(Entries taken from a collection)
────

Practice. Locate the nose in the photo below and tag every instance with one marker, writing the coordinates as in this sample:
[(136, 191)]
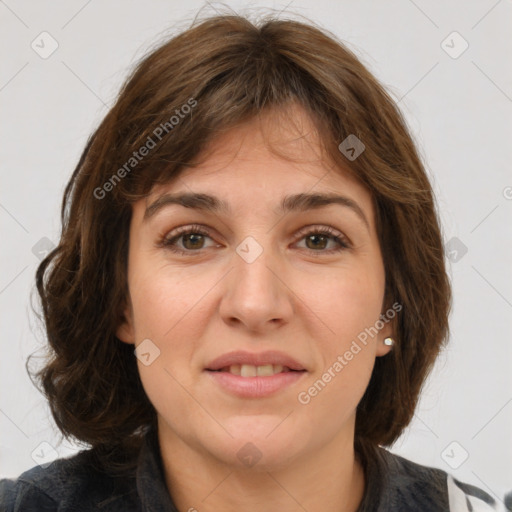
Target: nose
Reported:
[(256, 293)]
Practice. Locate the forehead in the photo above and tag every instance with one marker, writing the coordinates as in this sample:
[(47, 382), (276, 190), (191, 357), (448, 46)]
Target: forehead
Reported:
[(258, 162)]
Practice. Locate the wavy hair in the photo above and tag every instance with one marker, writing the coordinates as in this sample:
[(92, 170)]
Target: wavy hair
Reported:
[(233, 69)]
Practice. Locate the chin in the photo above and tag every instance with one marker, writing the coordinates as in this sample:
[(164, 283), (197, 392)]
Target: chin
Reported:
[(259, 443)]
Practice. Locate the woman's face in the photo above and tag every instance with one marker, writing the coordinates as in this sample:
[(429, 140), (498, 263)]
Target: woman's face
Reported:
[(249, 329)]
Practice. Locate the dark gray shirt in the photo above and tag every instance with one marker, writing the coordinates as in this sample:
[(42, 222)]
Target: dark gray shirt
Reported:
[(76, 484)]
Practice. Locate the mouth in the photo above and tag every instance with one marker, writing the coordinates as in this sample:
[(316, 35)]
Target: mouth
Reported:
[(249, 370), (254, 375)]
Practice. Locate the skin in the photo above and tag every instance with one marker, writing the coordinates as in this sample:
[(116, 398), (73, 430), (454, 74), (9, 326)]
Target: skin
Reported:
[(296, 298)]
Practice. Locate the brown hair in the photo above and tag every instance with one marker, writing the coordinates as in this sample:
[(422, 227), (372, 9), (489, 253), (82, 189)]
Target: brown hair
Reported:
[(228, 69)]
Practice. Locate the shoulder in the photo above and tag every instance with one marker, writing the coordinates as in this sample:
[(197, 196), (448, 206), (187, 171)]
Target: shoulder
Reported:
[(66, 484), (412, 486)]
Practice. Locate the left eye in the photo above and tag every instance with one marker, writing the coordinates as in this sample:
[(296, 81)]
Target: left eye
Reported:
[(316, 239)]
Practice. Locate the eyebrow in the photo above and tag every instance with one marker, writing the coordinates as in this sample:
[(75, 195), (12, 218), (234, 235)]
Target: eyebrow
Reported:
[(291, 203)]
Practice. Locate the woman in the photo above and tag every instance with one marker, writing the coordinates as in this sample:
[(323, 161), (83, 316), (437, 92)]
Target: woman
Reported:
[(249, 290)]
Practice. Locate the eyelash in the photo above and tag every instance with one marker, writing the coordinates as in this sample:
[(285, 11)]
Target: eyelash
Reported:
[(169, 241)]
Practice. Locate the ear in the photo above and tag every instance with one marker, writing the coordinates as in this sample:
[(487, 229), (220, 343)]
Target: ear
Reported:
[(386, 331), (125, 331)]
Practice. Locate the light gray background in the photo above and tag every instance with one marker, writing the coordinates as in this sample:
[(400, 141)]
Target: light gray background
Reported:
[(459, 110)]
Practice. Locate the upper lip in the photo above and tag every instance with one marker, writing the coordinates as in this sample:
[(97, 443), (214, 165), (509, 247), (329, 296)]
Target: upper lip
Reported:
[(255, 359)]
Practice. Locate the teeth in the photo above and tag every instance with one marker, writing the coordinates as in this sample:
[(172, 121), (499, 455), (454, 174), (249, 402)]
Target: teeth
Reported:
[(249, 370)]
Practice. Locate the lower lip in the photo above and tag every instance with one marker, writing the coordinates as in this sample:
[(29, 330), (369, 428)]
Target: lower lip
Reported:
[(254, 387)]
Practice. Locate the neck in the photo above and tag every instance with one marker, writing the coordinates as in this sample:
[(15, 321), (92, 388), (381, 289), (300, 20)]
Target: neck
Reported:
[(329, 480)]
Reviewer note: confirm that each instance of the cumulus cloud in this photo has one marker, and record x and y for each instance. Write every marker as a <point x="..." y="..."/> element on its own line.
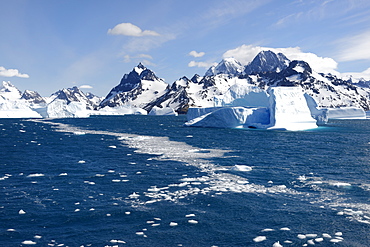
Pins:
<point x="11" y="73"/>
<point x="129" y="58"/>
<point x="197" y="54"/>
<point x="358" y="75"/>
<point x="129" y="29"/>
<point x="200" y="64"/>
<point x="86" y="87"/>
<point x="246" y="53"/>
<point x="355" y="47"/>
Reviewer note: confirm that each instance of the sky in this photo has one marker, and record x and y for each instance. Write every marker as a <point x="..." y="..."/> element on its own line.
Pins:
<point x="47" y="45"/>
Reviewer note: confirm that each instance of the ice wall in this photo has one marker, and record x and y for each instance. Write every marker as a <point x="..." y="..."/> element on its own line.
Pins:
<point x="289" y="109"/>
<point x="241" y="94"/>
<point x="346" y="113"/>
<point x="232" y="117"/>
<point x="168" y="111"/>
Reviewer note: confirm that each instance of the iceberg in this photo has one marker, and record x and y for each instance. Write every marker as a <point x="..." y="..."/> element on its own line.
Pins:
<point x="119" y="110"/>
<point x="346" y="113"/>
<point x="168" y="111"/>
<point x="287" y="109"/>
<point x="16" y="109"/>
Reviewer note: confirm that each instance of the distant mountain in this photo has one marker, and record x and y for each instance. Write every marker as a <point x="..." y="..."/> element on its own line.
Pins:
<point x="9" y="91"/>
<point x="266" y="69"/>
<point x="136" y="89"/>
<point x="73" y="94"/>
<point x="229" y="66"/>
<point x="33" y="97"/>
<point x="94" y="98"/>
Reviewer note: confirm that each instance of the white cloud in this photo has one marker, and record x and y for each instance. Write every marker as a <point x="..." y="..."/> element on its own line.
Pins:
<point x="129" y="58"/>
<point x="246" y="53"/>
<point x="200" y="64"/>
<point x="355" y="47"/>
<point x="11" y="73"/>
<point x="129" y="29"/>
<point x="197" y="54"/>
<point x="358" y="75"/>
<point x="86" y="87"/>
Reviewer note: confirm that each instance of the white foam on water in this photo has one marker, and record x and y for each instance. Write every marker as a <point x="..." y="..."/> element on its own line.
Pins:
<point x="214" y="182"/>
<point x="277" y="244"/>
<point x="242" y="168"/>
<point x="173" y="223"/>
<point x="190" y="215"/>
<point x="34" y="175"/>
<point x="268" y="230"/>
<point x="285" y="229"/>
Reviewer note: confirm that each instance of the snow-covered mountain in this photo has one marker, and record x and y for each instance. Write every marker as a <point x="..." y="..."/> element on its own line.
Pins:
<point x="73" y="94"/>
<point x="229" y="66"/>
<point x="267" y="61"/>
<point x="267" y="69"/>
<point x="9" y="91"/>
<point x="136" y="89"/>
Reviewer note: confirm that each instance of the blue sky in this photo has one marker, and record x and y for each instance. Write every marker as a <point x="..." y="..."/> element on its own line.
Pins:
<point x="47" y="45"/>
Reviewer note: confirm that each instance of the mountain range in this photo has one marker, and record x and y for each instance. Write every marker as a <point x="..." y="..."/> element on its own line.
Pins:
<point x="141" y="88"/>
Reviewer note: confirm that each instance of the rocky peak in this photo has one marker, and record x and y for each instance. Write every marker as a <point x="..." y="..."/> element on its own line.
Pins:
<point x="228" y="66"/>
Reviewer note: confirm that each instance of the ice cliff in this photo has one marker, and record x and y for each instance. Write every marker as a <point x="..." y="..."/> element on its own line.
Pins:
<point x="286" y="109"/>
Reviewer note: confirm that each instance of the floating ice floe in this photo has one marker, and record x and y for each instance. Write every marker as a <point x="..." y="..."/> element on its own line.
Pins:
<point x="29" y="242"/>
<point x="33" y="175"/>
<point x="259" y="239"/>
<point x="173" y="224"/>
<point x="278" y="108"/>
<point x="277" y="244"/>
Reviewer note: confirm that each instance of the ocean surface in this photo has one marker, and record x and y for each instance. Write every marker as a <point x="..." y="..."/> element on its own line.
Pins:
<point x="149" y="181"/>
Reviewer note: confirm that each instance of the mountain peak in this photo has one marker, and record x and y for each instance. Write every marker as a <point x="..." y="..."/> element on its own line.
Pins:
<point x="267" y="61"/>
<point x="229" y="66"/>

────

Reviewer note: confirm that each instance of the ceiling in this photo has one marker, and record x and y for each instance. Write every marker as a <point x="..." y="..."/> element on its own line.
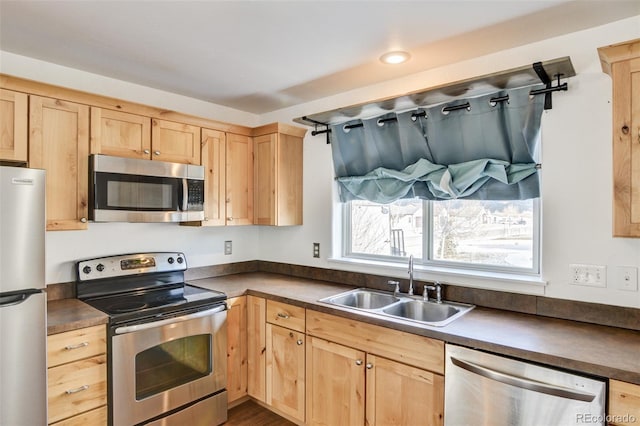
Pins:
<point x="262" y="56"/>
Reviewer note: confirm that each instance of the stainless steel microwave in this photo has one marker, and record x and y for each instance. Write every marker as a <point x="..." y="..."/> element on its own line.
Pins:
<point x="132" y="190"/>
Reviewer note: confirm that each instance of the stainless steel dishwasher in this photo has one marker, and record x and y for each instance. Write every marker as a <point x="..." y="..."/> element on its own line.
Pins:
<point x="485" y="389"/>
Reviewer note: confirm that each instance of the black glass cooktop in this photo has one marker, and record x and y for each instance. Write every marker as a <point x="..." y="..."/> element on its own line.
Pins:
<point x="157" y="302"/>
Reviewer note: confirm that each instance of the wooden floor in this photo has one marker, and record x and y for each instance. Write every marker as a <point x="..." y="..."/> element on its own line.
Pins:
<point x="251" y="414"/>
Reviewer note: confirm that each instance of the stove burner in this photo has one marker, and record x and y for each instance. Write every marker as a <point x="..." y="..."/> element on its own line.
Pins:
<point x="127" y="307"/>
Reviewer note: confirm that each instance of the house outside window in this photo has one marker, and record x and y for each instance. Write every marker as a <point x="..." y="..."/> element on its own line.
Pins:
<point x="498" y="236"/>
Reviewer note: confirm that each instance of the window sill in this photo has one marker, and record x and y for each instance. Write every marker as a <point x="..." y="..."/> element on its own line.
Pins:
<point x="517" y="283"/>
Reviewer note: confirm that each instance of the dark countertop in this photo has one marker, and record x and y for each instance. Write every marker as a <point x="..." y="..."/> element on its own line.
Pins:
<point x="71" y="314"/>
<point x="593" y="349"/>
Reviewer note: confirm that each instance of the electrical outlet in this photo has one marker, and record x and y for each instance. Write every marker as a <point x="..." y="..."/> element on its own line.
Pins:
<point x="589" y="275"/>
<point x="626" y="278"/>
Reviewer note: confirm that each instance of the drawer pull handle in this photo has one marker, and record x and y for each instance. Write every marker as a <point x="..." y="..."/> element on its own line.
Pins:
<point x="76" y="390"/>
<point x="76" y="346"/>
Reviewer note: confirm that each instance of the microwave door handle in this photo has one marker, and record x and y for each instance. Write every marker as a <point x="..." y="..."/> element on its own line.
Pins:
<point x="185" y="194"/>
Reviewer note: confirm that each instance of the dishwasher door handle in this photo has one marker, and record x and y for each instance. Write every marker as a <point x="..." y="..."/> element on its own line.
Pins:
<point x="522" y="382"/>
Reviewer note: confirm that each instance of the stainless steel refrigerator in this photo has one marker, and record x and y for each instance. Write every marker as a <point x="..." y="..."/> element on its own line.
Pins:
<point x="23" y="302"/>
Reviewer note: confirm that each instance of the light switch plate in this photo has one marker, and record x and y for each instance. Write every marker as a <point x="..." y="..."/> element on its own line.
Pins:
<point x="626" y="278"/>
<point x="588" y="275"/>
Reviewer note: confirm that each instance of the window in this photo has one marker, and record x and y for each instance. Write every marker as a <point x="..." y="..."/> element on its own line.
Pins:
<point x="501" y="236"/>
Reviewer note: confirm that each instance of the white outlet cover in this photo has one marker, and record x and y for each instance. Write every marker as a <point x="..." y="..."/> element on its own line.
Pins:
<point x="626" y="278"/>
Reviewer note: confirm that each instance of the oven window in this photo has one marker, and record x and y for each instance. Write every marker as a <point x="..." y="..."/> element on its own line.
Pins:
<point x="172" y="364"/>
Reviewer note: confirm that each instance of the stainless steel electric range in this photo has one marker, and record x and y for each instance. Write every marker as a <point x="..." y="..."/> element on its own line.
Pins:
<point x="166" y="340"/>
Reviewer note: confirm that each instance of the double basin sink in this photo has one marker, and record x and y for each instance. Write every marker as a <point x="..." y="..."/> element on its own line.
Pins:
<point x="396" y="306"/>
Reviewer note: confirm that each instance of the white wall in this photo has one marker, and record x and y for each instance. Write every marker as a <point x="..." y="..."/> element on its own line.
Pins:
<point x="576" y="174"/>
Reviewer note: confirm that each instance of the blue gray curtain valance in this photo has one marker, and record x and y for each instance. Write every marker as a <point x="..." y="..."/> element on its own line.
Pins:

────

**Given task:** Copy the entries word for word, from the line with "Practice. Locate the woman in" through the line with "[(255, 359)]", including both of those lines.

**Task result:**
Practice. Locate the woman in the photo above and tag every instance with one marker, writing the coordinates as in this sample:
[(323, 161), (83, 316), (437, 92)]
Target: woman
Reported:
[(249, 290)]
Practice. Locate the eyelash in the photo above and tag every instance with one marker, writing the coordinates as in this sample:
[(285, 11)]
Target: eyelash
Reported:
[(169, 241)]
Practice. Locate the ear in the photo above and tag every instance with one marker, writing the coordinates as in this sample:
[(487, 229), (220, 343)]
Target: ear
Reported:
[(386, 331), (125, 331)]
Practice. Locate the light gray background in the photo above and tag every instance with one marker, writing the coordinates as in this sample:
[(400, 141)]
Target: light gray background
Reported:
[(459, 110)]
Practice. Locate the upper lip in the photo above and tag every instance with one marker, writing the coordinates as in this sample:
[(97, 443), (214, 165), (509, 247), (329, 296)]
Target: upper lip
Reported:
[(255, 359)]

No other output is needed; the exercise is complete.